Source extract:
Simple processing of XML.

class d1_common.wrap.simple_xml.SimpleXMLWrapper(xml_str)

Bases: object

Wrap an XML document and provide convenient methods for performing simple processing on it.

Parameters

xml_str – str XML document to read, write or modify.

parse_xml(xml_str)
get_xml(encoding='unicode')

Returns:

str : Current state of the wrapper as XML

get_pretty_xml(encoding='unicode')

Returns:

str : Current state of the wrapper as a pretty printed XML string.

get_xml_below_element(el_name, el_idx=0, encoding='unicode')
Parameters
  • el_name – str Name of element that is the base of the branch to retrieve.

  • el_idx – int Index of element to use as base in the event that there are multiple sibling elements with the same name.

Returns

XML fragment rooted at el.

Return type

str

get_element_list_by_name(el_name, namespaces=None)
Parameters

el_name – str Name of element for which to search.

Returns

List of elements with name el_name.

If there are no matching elements, an empty list is returned.

Return type

list

get_element_list_by_attr_key(attr_key, namespaces=None)
Parameters

attr_key – str Name of attribute for which to search

Returns

List of elements containing an attribute key named attr_key.

If there are no matching elements, an empty list is returned.

Return type

list

get_element_by_xpath(xpath_str, namespaces=None)
Parameters

xpath_str – str XPath matching the elements for which to search.

Returns

List of elements matching xpath_str.

If there are no matching elements, an empty list is returned.

Return type

list

get_element_by_name(el_name, el_idx=0)
Parameters
  • el_name – str Name of element to get.

  • el_idx – int Index of element to use as base in the event that there are multiple sibling elements with the same name.

Returns

The selected element.

Return type

element

get_element_by_attr_key(attr_key, el_idx=0)
Parameters
  • attr_key – str Name of attribute for which to search

  • el_idx – int Index of element to use as base in the event that there are multiple sibling elements with the same name.

Returns

Element containing an attribute key named attr_key.

get_element_text(el_name, el_idx=0)
Parameters
  • el_name – str Name of element to use.

  • el_idx – int Index of element to use in the event that there are multiple sibling elements with the same name.

Returns

Text of the selected element.

Return type

str

set_element_text(el_name, el_text, el_idx=0)
Parameters
  • el_name – str Name of element to update.

  • el_text – str Text to set for element.

  • el_idx – int Index of element to use in the event that there are multiple sibling elements with the same name.

get_element_text_by_attr_key(attr_key, el_idx=0)
Parameters
  • attr_key – str Name of attribute for which to search

  • el_idx – int Index of element to use in the event that there are multiple sibling elements with the same name.

Returns

Text of the selected element.

Return type

str

set_element_text_by_attr_key(attr_key, el_text, el_idx=0)
Parameters
  • attr_key – str Name of attribute for which to search

  • el_text – str Text to set for element.

  • el_idx – int Index of element to use in the event that there are multiple sibling elements with the same name.

get_attr_value(attr_key, el_idx=0)

Return the value of the selected attribute in the selected element.

Dataset extract:
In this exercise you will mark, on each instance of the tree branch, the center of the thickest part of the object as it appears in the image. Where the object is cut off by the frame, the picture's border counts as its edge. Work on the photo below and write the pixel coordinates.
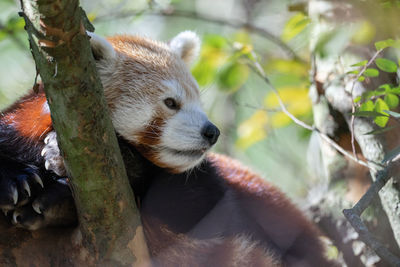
(109, 220)
(353, 216)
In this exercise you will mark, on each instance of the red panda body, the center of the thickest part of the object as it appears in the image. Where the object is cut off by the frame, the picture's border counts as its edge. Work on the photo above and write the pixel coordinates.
(216, 214)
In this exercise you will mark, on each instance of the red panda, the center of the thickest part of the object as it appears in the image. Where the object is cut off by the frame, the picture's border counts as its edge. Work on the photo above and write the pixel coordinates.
(197, 208)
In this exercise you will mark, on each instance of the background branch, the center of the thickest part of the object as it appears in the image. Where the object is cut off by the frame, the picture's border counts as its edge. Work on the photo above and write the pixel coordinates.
(109, 220)
(197, 16)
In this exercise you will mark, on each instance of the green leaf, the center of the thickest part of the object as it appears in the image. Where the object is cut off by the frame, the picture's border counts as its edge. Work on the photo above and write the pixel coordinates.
(371, 114)
(371, 72)
(381, 130)
(392, 113)
(233, 76)
(386, 65)
(353, 72)
(384, 87)
(384, 44)
(391, 100)
(380, 106)
(360, 64)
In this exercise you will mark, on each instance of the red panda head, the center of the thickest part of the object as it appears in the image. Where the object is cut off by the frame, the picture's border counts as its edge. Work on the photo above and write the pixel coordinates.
(153, 98)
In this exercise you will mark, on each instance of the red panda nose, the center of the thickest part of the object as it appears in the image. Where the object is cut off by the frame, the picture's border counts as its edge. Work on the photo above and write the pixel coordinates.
(210, 132)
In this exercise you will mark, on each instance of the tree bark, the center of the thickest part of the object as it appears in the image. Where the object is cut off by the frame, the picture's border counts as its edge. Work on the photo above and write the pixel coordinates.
(109, 232)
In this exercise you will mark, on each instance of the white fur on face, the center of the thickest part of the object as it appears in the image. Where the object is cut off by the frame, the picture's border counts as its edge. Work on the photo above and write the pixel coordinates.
(138, 74)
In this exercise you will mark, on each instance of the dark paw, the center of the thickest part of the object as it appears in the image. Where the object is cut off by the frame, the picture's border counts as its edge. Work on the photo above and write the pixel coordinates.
(53, 207)
(18, 182)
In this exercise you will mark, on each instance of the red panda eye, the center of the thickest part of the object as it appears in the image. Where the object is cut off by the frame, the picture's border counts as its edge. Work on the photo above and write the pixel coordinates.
(171, 103)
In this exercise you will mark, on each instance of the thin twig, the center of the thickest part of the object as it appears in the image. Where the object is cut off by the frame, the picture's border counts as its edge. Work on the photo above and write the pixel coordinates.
(197, 16)
(353, 216)
(353, 107)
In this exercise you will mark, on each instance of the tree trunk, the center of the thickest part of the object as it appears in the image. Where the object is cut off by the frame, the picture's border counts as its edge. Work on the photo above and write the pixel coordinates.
(109, 230)
(330, 93)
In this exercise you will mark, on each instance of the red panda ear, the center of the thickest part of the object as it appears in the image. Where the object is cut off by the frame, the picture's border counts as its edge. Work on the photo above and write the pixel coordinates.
(187, 45)
(101, 48)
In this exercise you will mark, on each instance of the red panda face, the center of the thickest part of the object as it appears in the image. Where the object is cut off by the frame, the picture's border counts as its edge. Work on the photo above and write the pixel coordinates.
(154, 100)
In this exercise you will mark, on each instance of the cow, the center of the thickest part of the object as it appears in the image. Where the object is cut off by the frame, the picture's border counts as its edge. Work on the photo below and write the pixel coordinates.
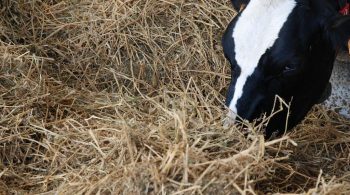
(285, 49)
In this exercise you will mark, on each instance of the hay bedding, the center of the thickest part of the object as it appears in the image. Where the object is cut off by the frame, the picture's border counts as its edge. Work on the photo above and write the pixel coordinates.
(126, 97)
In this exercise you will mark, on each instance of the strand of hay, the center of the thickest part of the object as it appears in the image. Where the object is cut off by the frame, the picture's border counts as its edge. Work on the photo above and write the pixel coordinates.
(126, 97)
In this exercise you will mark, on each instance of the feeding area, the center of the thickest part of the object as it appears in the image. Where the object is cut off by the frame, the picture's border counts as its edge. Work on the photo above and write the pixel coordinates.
(127, 97)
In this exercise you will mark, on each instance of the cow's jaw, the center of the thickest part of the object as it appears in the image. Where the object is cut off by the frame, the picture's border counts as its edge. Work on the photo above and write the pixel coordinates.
(256, 31)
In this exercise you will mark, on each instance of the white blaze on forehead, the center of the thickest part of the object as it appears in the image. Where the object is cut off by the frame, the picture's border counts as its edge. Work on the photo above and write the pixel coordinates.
(257, 30)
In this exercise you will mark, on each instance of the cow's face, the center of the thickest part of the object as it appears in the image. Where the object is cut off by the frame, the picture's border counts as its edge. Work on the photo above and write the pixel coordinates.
(284, 48)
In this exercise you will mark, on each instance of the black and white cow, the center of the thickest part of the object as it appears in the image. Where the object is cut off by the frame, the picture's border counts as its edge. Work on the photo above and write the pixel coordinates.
(285, 48)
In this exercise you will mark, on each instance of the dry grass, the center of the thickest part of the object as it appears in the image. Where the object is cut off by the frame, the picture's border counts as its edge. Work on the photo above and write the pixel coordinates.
(126, 97)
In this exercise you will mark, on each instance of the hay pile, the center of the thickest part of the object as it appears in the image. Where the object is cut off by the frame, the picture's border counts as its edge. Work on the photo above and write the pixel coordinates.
(126, 97)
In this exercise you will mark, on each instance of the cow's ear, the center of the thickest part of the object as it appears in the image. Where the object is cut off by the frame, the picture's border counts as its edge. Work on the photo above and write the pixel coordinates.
(239, 4)
(338, 31)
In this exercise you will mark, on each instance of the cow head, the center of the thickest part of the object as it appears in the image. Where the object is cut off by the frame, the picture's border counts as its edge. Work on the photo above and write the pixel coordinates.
(282, 48)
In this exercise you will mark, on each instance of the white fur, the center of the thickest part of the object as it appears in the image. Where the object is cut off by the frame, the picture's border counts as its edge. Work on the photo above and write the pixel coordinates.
(256, 30)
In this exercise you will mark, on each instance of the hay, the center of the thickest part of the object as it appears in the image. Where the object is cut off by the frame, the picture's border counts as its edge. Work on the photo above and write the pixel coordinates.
(126, 97)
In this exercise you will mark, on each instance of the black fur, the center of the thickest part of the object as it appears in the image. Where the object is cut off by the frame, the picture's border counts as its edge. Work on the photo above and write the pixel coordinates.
(297, 67)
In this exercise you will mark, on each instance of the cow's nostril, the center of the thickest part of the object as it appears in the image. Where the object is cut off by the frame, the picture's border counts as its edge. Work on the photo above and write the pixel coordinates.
(230, 119)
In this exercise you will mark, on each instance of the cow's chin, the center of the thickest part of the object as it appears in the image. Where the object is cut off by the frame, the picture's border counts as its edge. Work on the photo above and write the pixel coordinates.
(230, 119)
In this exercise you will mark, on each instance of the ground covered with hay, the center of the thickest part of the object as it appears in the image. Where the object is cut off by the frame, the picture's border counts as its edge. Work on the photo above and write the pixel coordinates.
(126, 97)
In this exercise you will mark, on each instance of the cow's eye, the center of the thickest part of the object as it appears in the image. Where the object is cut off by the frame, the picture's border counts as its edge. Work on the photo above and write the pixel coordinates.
(289, 68)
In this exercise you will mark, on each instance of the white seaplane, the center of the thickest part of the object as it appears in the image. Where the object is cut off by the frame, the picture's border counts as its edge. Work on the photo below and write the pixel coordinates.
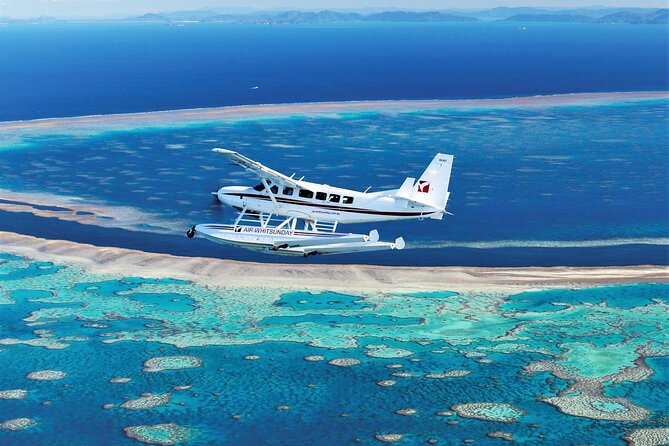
(284, 215)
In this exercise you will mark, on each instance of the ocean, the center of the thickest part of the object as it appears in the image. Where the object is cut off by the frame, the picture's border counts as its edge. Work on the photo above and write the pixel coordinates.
(562, 184)
(70, 69)
(115, 358)
(181, 363)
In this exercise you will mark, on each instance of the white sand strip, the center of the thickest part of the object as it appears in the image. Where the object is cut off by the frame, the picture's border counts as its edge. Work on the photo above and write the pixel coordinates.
(363, 278)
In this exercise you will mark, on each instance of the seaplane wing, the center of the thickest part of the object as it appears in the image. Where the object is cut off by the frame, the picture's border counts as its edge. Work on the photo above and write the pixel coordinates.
(261, 171)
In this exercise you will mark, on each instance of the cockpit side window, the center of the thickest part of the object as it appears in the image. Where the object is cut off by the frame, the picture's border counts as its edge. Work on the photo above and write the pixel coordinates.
(305, 193)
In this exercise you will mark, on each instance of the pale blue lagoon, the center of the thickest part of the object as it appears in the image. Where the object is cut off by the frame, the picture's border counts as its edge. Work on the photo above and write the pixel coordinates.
(101, 359)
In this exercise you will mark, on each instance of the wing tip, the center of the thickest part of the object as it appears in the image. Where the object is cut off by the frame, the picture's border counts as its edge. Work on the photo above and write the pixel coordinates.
(223, 151)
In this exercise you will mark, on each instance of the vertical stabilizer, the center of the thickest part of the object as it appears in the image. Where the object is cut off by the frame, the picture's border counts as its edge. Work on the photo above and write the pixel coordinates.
(431, 189)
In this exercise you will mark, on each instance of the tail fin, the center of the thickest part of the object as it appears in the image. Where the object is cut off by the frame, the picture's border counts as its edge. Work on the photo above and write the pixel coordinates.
(431, 189)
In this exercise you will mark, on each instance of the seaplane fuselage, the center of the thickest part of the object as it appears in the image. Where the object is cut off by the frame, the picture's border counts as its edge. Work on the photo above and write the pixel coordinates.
(320, 208)
(319, 202)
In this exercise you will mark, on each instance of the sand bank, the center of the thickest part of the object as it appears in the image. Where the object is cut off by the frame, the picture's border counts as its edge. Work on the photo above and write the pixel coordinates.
(363, 278)
(15, 131)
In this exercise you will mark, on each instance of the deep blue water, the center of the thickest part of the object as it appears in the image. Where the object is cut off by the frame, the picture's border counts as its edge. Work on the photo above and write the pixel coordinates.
(55, 70)
(530, 186)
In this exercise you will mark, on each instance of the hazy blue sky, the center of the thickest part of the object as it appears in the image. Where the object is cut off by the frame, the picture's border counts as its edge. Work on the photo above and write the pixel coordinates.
(67, 8)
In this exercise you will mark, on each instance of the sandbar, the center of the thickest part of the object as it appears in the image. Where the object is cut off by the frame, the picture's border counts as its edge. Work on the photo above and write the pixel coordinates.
(363, 278)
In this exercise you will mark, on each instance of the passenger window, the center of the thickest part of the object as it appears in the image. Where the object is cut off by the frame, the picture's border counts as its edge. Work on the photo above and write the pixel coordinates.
(304, 193)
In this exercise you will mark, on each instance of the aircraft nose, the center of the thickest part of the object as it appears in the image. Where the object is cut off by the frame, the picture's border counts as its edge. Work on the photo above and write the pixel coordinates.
(227, 193)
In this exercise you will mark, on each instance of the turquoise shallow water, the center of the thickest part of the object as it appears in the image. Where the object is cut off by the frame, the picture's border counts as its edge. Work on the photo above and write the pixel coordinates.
(227, 368)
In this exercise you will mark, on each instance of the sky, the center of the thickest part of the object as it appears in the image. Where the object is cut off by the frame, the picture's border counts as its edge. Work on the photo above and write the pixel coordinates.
(124, 8)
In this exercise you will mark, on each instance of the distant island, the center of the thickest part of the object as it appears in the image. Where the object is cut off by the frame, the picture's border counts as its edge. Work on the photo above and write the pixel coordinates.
(636, 16)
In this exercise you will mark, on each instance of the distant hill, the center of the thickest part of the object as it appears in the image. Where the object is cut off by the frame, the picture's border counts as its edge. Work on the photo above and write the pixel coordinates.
(629, 15)
(410, 16)
(550, 18)
(659, 17)
(306, 17)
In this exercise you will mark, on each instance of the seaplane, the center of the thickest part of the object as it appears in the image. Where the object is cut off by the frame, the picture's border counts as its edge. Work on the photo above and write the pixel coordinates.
(289, 216)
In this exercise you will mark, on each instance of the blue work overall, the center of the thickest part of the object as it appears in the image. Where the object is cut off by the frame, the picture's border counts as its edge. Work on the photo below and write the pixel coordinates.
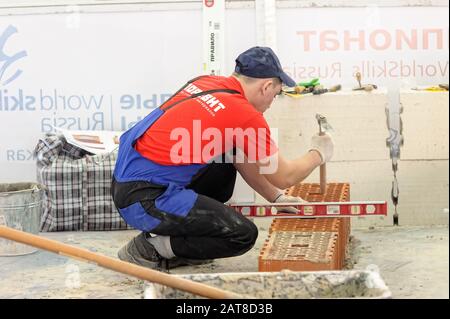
(179, 200)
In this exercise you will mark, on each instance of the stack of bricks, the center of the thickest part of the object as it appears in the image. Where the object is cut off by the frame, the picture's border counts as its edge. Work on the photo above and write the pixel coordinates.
(308, 244)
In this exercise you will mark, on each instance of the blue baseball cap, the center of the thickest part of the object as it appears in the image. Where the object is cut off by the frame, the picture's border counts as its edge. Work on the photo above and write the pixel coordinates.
(262, 62)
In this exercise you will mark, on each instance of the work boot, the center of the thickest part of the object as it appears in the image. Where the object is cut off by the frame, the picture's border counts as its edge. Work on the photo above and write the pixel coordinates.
(140, 252)
(180, 261)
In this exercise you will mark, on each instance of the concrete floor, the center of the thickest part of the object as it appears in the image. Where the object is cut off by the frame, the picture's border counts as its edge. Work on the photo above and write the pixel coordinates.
(413, 261)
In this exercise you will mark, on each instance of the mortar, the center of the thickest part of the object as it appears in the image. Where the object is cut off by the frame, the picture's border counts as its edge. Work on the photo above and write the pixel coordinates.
(284, 285)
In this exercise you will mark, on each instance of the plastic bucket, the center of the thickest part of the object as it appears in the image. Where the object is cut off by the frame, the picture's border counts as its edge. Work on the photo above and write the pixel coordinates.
(20, 208)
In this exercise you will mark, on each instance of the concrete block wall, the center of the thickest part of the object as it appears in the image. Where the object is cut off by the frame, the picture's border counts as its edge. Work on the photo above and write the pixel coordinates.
(423, 169)
(361, 156)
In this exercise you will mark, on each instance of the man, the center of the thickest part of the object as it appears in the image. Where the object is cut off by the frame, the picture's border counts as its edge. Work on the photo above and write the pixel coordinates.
(177, 166)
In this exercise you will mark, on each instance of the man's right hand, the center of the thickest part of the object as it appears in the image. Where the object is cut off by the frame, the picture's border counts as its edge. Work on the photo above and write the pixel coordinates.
(323, 144)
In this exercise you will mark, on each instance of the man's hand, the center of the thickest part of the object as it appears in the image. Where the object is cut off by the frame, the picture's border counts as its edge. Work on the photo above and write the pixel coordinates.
(288, 199)
(323, 144)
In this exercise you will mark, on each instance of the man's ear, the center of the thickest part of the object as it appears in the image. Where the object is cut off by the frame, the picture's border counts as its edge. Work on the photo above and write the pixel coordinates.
(266, 85)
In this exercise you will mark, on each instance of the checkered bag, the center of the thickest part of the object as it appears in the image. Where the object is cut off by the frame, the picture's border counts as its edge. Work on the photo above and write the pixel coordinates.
(77, 187)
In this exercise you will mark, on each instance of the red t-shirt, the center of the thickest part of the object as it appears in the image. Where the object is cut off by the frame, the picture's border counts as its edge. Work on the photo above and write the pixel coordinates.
(197, 130)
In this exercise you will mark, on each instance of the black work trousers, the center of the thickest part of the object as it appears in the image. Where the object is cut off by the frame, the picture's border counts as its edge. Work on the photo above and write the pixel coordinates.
(211, 229)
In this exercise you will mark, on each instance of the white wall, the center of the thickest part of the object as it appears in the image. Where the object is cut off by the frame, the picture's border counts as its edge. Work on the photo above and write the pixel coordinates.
(119, 61)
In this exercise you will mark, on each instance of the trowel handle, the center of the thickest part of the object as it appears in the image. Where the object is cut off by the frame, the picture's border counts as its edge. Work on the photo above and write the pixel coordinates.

Stated exercise 1: Name every method in the SimpleXMLWrapper documentation whose stated return type is list.
Stated exercise 2: Proceed with the SimpleXMLWrapper documentation, picking up right after its final sentence.

Written response 1: get_element_list_by_name, get_element_list_by_attr_key, get_element_by_xpath

Written response 2:
Parameters
  • attr_key – str Name of attribute for which to search

  • el_idx – int Index of element to use in the event that there are multiple sibling elements with the same name.

Returns

Value of the selected attribute in the selected element.

Return type

str

set_attr_text(attr_key, attr_val, el_idx=0)

Set the value of the selected attribute of the selected element.

Parameters
  • attr_key – str Name of attribute for which to search

  • attr_val – str Text to set for the attribute.

  • el_idx – int Index of element to use in the event that there are multiple sibling elements with the same name.

get_element_dt(el_name, tz=None, el_idx=0)

Return the text of the selected element as a datetime.datetime object.

The element text must be a ISO8601 formatted datetime

Parameters
  • el_name – str Name of element to use.

  • tz – datetime.tzinfo Timezone in which to return the datetime.

    • Without a timezone, other contextual information is required in order to determine the exact represented time.

    • If dt has timezone: The tz parameter is ignored.

    • If dt is naive (without timezone): The timezone is set to tz.

    • tz=None: Prevent naive dt from being set to a timezone. Without a timezone, other contextual information is required in order to determine the exact represented time.

    • tz=d1_common.date_time.UTC(): Set naive dt to UTC.

  • el_idx – int Index of element to use in the event that there are multiple sibling elements with the same name.

Returns

datetime.datetime

set_element_dt(el_name, dt, tz=None, el_idx=0)

Set the text of the selected element to an ISO8601 formatted datetime.

Parameters
  • el_name – str Name of element to update.

  • dt – datetime.datetime Date and time to set

  • tz – datetime.tzinfo Timezone to set

    • Without a timezone, other contextual information is required in order to determine the exact represented time.

    • If dt has timezone: The tz parameter is ignored.

    • If dt is naive (without timezone): The timezone is set to tz.

    • tz=None: Prevent naive dt from being set to a timezone. Without a timezone, other contextual information is required in order to determine the exact represented time.

    • tz=d1_common.date_time.UTC(): Set naive dt to UTC.

  • el_idx – int Index of element to use in the event that there are multiple sibling elements with the same name.

remove_children(el_name, el_idx=0)

Remove any child elements from element.

Parameters
  • el_name – str Name of element to update.

  • el_idx – int Index of element to use in the event that there are multiple sibling elements with the same name.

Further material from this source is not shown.